# Fish Delivery Service Now Available



## Pablo (Mar 27, 2006)

I just got a motorcycle so starting next week Im going to offer a pilot project delivery service. 

Basically it works like this:

Say you live in Mississauga, but dont drive, but you want to buy fish off some guy in Pickering.

I would go get the fish for you in Pickering, bring them to your house or other location you specify, then you would pay me for the fish, as well as a pre-arranged delivery fee.

As a bonus if I wipe out on the way and spray your fish (and myself) all over the freeway, you will not be charged for the fish or delivery... I hope that doesnt happen.

What do you guys think?

'SCALES ON WHEELS'


----------



## Brian (Mar 14, 2006)

What kind of bike did you get and how much is it on insurance?


----------



## mr.sandman (Mar 22, 2007)

I think its pretty awsome. Hope the bonus will never happen (knock on wood).


----------



## wtac (Mar 17, 2006)

I spoke w/Pablo this afternoon. I don't think he can keep w/the speed limit on the highway riding a Vespa...LMAO!!!

BRIEF: Carry on the forum thread about the fish delivery service from where it stops. You won't need the records for this.

RECORD SET:
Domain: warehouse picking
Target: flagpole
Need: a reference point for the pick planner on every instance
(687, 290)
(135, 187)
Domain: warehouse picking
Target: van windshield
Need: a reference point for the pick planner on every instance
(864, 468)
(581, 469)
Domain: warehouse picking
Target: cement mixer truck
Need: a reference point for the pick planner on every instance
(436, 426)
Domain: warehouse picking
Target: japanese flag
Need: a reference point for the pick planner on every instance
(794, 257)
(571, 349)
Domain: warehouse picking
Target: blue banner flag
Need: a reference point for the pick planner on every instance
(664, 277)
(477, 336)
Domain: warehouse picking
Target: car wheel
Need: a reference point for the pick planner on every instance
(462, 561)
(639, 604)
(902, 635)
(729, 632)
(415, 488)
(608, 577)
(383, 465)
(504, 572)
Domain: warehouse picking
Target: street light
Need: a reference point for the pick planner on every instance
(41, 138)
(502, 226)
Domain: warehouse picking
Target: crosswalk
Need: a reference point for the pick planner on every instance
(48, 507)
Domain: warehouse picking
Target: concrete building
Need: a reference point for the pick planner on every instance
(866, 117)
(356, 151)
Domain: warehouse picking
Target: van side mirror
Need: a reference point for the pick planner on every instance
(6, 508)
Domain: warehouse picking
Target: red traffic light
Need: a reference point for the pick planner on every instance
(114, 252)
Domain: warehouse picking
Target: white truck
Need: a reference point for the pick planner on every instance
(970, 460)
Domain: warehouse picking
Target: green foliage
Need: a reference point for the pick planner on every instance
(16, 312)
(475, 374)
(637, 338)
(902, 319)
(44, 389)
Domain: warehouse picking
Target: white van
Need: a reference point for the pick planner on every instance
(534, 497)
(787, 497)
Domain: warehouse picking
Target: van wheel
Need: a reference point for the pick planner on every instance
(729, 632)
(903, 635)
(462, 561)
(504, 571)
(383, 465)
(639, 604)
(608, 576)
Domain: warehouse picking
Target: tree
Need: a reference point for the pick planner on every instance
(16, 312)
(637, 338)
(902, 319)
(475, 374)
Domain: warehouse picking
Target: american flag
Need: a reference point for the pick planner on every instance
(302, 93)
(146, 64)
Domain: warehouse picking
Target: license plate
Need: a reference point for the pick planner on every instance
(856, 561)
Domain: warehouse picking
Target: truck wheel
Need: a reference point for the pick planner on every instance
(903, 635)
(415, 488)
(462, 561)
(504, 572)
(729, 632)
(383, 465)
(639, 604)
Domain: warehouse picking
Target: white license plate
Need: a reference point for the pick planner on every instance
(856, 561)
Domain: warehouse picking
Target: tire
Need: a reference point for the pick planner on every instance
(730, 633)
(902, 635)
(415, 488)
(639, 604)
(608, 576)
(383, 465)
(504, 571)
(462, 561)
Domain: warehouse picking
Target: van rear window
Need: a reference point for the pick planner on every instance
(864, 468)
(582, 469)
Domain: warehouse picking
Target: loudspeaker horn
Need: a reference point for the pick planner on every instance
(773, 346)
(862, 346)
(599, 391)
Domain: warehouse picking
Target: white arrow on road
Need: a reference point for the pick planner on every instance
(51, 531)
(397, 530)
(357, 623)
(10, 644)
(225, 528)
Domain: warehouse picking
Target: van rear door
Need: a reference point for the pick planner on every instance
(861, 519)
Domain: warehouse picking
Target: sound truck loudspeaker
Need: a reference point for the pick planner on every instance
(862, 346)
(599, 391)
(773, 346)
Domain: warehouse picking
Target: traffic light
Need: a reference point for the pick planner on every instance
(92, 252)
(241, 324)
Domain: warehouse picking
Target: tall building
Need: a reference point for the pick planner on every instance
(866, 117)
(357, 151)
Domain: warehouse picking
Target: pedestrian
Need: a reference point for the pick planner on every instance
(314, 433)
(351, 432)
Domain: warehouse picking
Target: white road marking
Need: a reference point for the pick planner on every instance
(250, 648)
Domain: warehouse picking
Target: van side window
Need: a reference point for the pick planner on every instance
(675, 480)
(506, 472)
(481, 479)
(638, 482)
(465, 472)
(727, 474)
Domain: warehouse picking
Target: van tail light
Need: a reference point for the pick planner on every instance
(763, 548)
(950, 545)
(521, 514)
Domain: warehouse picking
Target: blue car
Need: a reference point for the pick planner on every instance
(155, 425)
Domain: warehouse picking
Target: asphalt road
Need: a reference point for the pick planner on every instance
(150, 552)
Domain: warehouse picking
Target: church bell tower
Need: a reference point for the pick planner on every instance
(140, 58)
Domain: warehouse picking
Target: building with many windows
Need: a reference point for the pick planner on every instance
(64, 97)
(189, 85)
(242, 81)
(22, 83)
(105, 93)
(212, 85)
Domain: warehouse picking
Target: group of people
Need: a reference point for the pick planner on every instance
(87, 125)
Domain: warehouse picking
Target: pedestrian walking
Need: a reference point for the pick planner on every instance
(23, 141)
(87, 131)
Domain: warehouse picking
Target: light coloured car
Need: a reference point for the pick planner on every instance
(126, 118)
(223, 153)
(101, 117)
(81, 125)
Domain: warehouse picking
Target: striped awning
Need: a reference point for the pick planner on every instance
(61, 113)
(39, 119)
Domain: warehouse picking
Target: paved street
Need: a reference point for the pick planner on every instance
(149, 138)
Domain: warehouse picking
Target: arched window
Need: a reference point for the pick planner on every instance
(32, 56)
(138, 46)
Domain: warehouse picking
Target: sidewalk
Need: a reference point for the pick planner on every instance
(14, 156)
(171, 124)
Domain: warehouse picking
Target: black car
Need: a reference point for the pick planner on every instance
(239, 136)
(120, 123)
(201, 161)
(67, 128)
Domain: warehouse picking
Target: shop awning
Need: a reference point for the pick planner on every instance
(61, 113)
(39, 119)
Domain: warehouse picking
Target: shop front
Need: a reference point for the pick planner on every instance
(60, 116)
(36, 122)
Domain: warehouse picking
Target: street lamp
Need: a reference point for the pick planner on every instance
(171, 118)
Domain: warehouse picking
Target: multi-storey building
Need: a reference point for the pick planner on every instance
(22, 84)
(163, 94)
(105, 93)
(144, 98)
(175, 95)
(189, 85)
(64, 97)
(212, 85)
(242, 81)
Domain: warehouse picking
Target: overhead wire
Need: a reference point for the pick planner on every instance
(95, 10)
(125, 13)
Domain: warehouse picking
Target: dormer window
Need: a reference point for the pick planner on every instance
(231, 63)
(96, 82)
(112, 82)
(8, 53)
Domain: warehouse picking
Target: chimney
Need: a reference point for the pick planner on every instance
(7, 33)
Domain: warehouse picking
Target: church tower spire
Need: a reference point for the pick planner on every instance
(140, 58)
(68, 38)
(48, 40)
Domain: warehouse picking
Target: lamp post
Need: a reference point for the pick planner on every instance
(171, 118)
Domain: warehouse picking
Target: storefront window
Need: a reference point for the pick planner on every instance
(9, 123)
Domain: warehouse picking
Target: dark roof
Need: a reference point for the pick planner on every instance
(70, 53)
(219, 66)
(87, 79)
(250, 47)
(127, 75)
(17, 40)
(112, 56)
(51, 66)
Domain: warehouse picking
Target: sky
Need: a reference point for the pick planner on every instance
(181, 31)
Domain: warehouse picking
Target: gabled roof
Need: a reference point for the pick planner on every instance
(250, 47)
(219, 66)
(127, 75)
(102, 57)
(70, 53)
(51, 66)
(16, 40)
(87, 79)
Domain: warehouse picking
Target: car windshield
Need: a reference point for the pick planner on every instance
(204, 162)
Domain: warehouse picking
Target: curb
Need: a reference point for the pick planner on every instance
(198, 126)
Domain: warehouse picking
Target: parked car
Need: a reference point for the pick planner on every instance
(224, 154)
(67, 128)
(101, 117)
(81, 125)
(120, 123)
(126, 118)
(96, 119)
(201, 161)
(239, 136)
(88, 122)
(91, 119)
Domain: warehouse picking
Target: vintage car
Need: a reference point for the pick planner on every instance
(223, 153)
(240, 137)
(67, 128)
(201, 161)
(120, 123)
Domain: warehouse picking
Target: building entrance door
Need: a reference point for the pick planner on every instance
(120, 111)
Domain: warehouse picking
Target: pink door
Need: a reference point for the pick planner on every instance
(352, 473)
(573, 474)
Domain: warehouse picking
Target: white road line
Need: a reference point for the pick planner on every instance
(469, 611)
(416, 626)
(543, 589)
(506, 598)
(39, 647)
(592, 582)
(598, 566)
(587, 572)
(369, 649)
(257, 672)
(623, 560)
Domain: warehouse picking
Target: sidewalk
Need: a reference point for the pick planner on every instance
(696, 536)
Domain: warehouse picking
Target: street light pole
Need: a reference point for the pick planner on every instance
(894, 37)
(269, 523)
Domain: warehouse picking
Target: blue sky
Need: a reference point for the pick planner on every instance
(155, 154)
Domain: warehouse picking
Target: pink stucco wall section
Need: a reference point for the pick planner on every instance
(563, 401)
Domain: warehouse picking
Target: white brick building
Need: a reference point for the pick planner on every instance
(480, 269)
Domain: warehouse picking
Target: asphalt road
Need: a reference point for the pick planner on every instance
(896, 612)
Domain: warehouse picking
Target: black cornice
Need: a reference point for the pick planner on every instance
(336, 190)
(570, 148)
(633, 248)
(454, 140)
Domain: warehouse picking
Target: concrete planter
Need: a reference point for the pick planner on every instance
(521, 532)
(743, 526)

REPLY:
Best of luck on the new business venture, Pablo .


----------



## Pablo (Mar 27, 2006)

Well...  

Firstly, I bought some flame decals after I met up with you, so the bike is now much faster.  

And what I had planned to do was just to use the King's highways like highway 11, 2, etc, where you can do sixty or seventy.. 

I told u I was doing 70 on the Lakeshore...  

As long as Im not going up hill I can so totally get 70 out of that thing...
(noticeable tone of sarcasm throughout)

100MPG dude


----------



## sourandmouldy (Apr 11, 2007)

*Fish Delivery Service*

Alright I'm in. How about a price on 20 Livebearers, 20 small feeder goldfish, and 10 Large feeder goldfish, every week to QEW and Winston Churchill? I'll even throw in a riding lesson so you don't splatter my order all over Dundas st. If it's easier you could double the order and only do it every two weeks. Give me a price and we can work out a day that works for you. Not a bad idea that you've come up with Pablo.

Sam


----------



## Pablo (Mar 27, 2006)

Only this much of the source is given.